The required output is all lines below that contain the word "mountain".
(Beginning of Source material)
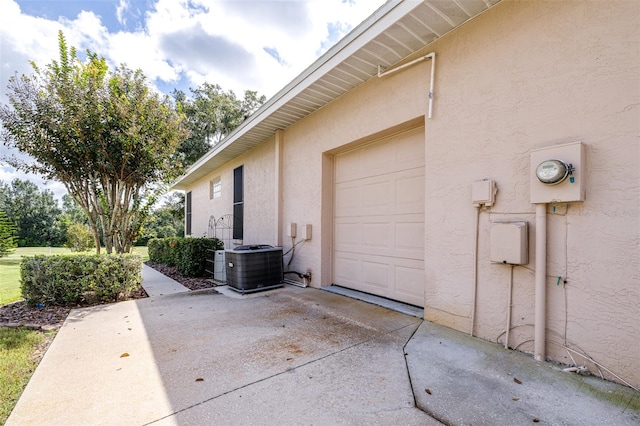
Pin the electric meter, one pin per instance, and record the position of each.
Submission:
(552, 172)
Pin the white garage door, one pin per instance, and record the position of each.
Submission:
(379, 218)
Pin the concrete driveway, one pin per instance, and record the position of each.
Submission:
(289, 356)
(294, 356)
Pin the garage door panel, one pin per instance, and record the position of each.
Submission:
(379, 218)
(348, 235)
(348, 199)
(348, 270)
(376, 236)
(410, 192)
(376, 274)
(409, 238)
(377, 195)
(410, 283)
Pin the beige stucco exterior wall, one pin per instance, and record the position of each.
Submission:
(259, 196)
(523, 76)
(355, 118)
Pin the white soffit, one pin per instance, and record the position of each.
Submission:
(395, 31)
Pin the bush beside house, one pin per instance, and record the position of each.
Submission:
(End of Source material)
(Beginning of Source material)
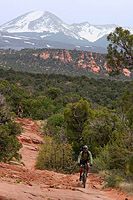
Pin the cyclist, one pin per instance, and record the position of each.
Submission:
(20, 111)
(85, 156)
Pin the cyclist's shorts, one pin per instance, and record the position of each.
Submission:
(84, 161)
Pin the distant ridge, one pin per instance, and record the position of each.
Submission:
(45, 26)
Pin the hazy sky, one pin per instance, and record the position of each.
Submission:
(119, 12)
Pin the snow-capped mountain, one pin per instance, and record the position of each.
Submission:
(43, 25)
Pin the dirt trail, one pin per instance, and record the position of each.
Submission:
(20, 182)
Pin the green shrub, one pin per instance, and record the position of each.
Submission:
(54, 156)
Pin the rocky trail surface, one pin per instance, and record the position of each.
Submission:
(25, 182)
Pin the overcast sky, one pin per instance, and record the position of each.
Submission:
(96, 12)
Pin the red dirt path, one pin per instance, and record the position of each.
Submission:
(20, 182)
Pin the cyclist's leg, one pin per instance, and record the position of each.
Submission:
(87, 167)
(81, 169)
(End of Source material)
(Beginning of Source material)
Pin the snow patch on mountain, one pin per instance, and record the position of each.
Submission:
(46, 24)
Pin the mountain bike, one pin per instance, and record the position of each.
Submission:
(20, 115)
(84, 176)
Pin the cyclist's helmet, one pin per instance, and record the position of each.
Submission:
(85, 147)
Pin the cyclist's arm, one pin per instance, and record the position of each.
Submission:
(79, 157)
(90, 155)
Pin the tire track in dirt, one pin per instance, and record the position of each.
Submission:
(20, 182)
(End of Source material)
▶ **Result for this task**
Pin the snow-capped mountain, one pin per instance, and record the position of each.
Pin the snow patch on mountain, one pin per instance, and record the position of each.
Pin the mountain bike, one pin per instance, and record the position of each.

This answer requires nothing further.